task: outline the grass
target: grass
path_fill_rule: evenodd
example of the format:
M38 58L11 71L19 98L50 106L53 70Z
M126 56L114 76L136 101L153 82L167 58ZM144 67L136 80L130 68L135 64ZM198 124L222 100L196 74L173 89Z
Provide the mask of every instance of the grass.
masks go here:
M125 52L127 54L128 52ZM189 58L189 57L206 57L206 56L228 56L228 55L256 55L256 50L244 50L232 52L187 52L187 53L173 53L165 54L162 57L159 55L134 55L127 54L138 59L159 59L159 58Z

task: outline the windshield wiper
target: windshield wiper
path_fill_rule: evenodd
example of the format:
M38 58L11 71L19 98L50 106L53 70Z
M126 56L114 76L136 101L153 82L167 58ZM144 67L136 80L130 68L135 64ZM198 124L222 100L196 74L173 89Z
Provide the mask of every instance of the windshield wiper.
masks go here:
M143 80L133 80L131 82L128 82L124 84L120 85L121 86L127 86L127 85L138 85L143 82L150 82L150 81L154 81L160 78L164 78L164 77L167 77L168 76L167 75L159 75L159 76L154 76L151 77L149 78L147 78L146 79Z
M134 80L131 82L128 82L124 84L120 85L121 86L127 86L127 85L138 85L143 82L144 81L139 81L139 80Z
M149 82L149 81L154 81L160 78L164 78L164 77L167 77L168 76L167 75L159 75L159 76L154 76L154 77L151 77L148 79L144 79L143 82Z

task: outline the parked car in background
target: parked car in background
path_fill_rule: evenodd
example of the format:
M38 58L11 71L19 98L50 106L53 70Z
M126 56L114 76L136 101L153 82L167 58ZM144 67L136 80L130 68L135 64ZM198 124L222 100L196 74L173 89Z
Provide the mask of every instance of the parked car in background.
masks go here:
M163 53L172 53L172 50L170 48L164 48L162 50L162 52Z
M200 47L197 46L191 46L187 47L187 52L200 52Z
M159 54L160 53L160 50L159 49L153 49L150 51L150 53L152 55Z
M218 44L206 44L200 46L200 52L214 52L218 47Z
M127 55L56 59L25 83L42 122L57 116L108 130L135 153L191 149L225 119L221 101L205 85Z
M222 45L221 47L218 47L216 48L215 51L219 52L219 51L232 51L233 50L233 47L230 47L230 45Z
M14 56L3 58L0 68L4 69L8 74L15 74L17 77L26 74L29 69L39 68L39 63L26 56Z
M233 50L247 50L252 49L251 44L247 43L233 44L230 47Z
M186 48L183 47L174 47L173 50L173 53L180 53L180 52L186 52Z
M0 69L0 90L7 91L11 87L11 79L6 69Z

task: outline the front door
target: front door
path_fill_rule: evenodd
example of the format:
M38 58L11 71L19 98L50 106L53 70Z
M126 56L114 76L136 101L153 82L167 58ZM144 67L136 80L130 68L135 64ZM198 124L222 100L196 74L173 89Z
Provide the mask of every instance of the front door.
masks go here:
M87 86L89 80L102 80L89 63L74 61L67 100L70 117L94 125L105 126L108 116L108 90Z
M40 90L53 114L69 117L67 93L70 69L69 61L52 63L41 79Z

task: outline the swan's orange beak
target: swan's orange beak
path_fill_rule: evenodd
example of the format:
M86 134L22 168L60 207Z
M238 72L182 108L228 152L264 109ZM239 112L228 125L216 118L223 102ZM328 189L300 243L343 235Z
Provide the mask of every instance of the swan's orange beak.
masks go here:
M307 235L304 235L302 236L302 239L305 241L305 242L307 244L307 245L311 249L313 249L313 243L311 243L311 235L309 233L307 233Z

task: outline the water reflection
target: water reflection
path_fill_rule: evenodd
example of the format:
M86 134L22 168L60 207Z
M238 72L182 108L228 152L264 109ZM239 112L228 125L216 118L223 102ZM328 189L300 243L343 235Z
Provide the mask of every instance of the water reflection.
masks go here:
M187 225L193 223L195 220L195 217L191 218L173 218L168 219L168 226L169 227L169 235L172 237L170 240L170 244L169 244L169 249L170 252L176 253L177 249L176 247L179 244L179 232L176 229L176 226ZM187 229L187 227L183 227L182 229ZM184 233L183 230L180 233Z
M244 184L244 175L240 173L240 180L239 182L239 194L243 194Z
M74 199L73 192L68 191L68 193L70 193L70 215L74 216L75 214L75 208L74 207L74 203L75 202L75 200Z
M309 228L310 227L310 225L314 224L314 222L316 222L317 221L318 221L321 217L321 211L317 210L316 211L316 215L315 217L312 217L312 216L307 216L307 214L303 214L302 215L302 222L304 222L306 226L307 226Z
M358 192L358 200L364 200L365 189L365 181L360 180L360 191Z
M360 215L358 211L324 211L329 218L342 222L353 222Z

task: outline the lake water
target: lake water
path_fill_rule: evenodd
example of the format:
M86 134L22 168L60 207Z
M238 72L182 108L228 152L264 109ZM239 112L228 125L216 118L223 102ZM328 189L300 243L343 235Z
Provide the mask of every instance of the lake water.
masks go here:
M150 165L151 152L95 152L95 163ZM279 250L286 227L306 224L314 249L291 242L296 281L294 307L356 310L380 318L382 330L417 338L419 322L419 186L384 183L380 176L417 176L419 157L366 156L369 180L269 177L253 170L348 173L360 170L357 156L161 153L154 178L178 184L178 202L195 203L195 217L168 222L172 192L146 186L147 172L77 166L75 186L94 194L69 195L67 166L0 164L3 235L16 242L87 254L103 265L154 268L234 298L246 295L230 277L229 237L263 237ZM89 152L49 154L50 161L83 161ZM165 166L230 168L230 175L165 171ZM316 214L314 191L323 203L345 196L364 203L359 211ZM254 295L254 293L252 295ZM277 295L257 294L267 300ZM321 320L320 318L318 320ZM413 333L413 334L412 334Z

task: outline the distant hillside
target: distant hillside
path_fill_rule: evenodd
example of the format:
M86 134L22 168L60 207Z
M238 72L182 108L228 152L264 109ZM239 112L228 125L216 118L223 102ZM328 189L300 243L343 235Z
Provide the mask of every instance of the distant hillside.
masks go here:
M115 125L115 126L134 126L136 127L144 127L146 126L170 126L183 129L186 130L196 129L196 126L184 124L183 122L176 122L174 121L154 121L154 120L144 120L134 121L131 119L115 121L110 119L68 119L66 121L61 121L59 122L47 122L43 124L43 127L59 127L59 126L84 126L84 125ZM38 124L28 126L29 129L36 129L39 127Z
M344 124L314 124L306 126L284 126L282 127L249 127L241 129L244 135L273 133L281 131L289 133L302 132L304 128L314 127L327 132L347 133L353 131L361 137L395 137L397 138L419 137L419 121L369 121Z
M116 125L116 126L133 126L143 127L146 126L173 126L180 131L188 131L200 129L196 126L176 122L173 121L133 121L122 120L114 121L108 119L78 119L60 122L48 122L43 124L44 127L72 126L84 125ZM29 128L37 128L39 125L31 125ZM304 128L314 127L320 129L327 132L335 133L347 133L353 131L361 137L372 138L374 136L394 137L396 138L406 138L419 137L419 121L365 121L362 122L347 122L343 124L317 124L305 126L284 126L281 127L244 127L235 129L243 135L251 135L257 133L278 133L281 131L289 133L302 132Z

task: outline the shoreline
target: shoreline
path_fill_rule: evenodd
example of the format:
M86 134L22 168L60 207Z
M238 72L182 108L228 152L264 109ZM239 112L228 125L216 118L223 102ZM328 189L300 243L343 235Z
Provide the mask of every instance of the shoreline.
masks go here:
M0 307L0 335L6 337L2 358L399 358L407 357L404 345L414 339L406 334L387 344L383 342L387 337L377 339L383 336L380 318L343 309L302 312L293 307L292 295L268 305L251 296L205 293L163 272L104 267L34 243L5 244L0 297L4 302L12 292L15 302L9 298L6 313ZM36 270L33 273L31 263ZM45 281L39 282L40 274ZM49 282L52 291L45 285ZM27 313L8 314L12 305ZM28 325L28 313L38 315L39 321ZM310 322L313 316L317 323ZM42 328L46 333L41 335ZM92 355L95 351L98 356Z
□ □ □ □ □
Exercise directions. Type out every one of the lines above again, character for character, with nothing left out or changed.

Task solution.
task: outline the grass
target: grass
path_fill_rule: evenodd
example of the format:
M38 58L11 71L19 98L50 106L53 70Z
M126 56L114 76L136 101L153 82L167 58ZM144 67L136 80L130 68L135 64ZM198 124L222 100L196 74L173 89Z
Provide the mask of every instance of the grass.
masks go here:
M125 52L127 54L128 52ZM189 58L189 57L206 57L206 56L228 56L228 55L256 55L256 50L244 50L232 52L187 52L187 53L173 53L165 54L162 57L159 55L134 55L127 54L138 59L159 59L159 58Z

task: outline the windshield wiper
target: windshield wiper
path_fill_rule: evenodd
example of the format:
M38 58L11 71L19 98L50 106L53 70Z
M126 56L114 76L136 101L153 82L167 58ZM144 67L136 80L130 68L135 64ZM198 124L222 100L196 74L173 89Z
Provide the mask of every instance of the windshield wiper.
masks go here:
M143 80L133 80L131 82L128 82L124 84L120 85L121 86L127 86L127 85L138 85L143 82L150 82L150 81L154 81L160 78L164 78L164 77L167 77L168 76L167 75L159 75L159 76L154 76L151 77L149 78L147 78L146 79Z
M134 80L131 82L128 82L124 84L120 85L121 86L127 86L127 85L138 85L143 82L144 81L139 81L139 80Z
M149 82L149 81L154 81L160 78L164 78L164 77L167 77L168 76L167 75L159 75L159 76L154 76L154 77L151 77L148 79L144 79L143 82Z

task: outline the parked car in background
target: parked car in background
path_fill_rule: evenodd
example of the format:
M38 58L11 71L19 98L50 106L53 70Z
M126 56L114 76L136 101L153 82L167 58ZM144 67L136 80L130 68L135 64ZM198 124L222 100L196 74L173 89Z
Provide the mask of every instance of the parked car in background.
masks go here:
M163 53L172 53L172 50L170 48L164 48L162 50L162 52Z
M200 47L197 46L191 46L187 47L187 52L200 52Z
M159 54L160 53L160 50L159 49L153 49L150 51L150 53L152 55Z
M218 44L206 44L200 46L200 52L214 52L218 47Z
M127 55L56 59L25 83L42 122L57 116L108 130L135 153L191 149L225 119L221 101L205 85Z
M222 45L221 47L218 47L216 48L215 51L219 52L219 51L232 51L233 50L233 47L230 47L230 45Z
M14 56L3 58L0 68L4 69L8 74L15 74L17 77L26 74L29 69L39 68L39 63L26 56Z
M233 50L247 50L252 49L251 44L247 43L233 44L230 47Z
M186 48L183 47L174 47L173 50L173 53L180 53L180 52L186 52Z
M0 69L0 90L7 91L11 87L11 79L6 69Z

task: outline the front door
target: front door
path_fill_rule: evenodd
example of the format:
M38 58L11 71L19 98L50 106L53 70Z
M126 56L114 76L136 101L153 82L167 58ZM144 67L136 80L130 68L135 64ZM198 124L222 100L196 74L173 89Z
Provide the mask of every instance of the front door.
masks go here:
M87 86L89 80L102 80L89 63L74 61L67 100L70 117L94 125L105 126L108 116L108 90Z
M40 90L53 114L69 117L67 93L70 69L69 61L52 63L41 79Z

task: outline the swan's orange beak
target: swan's orange beak
path_fill_rule: evenodd
example of the format:
M86 134L22 168L60 207Z
M238 72L182 108L228 152L264 109ZM239 112L228 125L216 118L223 102ZM328 189L300 243L343 235Z
Provide the mask of every instance of the swan's orange beak.
masks go here:
M307 235L304 235L302 236L302 239L305 241L305 242L307 244L307 245L311 249L313 249L313 243L311 243L311 235L309 233L307 233Z

task: outline the water reflection
target: water reflection
path_fill_rule: evenodd
example of the format:
M86 134L22 168L60 207Z
M238 72L182 108L228 152L264 109ZM239 112L228 125L216 118L223 102ZM328 189L300 243L343 235Z
Provide the mask of every instance of the water reflection.
masks go here:
M187 225L193 223L195 220L195 217L191 218L173 218L168 219L168 226L169 227L169 235L172 237L170 240L170 244L169 244L169 249L170 252L176 253L177 249L176 247L179 244L179 232L176 229L176 226ZM187 229L187 227L183 227L182 229ZM184 233L183 230L180 233Z
M244 184L244 175L240 173L240 180L239 182L239 194L243 194Z
M74 199L73 192L68 191L68 193L70 193L70 215L74 216L75 214L75 208L74 207L74 203L75 202L75 200Z
M309 228L310 227L310 225L314 224L314 222L316 222L317 221L318 221L321 217L321 211L317 210L316 211L316 215L315 217L312 217L312 216L307 216L307 214L303 214L302 215L302 222L304 222L306 226L307 226Z
M358 192L358 200L364 200L365 189L365 181L360 180L360 191Z
M360 215L358 211L324 211L329 218L342 222L353 222Z

task: outline the lake water
target: lake water
path_fill_rule: evenodd
example of the format:
M86 134L22 168L60 207Z
M238 72L182 108L228 152L264 109ZM239 112L228 125L216 118L223 102ZM328 189L300 243L343 235Z
Provide the mask of every instance of the lake water.
masks go here:
M150 165L151 152L95 152L95 163ZM279 250L286 227L306 224L314 249L291 242L296 281L294 307L356 310L380 318L382 330L417 338L419 322L419 186L384 183L380 176L417 176L419 157L366 156L369 180L269 177L253 170L348 173L360 170L357 156L161 153L154 178L178 184L178 202L195 203L195 217L168 222L172 192L146 186L147 172L77 166L75 186L94 194L69 195L67 166L0 164L3 235L16 242L87 254L103 265L154 268L234 298L246 295L230 277L229 237L263 237ZM89 152L49 154L50 161L83 161ZM165 166L230 168L230 175L165 171ZM316 214L314 191L323 203L345 196L364 203L359 211ZM254 295L254 293L252 295ZM277 295L257 294L267 300ZM321 320L320 318L318 320ZM413 333L413 334L412 334Z

task: outline the distant hillside
target: distant hillside
path_fill_rule: evenodd
example of the format:
M86 134L22 168L60 207Z
M238 72L182 108L228 152L264 109ZM239 112L228 125L216 118L223 102ZM328 189L300 243L343 235Z
Provide the mask of every instance of the distant hillside.
masks go here:
M115 125L115 126L134 126L136 127L144 127L146 126L170 126L183 129L186 130L196 129L196 126L184 124L183 122L176 122L174 121L154 121L154 120L144 120L134 121L131 119L115 121L110 119L68 119L66 121L61 121L59 122L47 122L43 124L43 127L59 127L59 126L84 126L84 125ZM38 124L28 126L29 129L36 129L39 127Z
M344 124L314 124L306 126L284 126L282 127L249 127L241 129L244 135L273 133L281 131L289 133L302 132L304 128L314 127L327 132L347 133L353 131L361 137L395 137L397 138L419 137L419 121L369 121Z
M116 125L116 126L133 126L143 127L146 126L173 126L180 131L188 131L200 129L196 126L176 122L173 121L133 121L122 120L114 121L108 119L78 119L60 122L48 122L43 124L44 127L72 126L84 125ZM29 128L37 128L39 125L31 125ZM304 128L314 127L320 129L327 132L335 133L347 133L353 131L361 137L372 138L374 136L394 137L396 138L406 138L419 137L419 121L365 121L362 122L347 122L343 124L317 124L305 126L284 126L281 127L244 127L235 129L243 135L251 135L257 133L278 133L281 131L289 133L302 132Z

task: outline the shoreline
target: shoreline
path_fill_rule: evenodd
example of the format:
M86 134L22 168L60 207Z
M238 72L182 108L228 152L264 109ZM239 112L228 125L216 118L223 102ZM328 189L300 243L343 235Z
Provide the mask of every instance of the shoreline.
masks go here:
M0 307L0 335L6 337L2 358L399 358L407 357L404 345L414 339L406 334L387 344L383 342L387 337L377 339L383 336L380 318L343 309L302 312L293 307L292 295L268 305L251 296L205 293L163 272L104 267L34 243L5 244L0 297L4 302L12 292L15 302L9 298L6 313ZM36 270L33 273L31 263ZM45 281L39 282L40 274ZM49 282L52 291L45 285ZM27 313L8 314L12 305ZM28 325L28 313L38 315L39 321ZM310 322L313 316L317 323ZM42 328L46 333L41 335ZM92 355L95 351L98 356Z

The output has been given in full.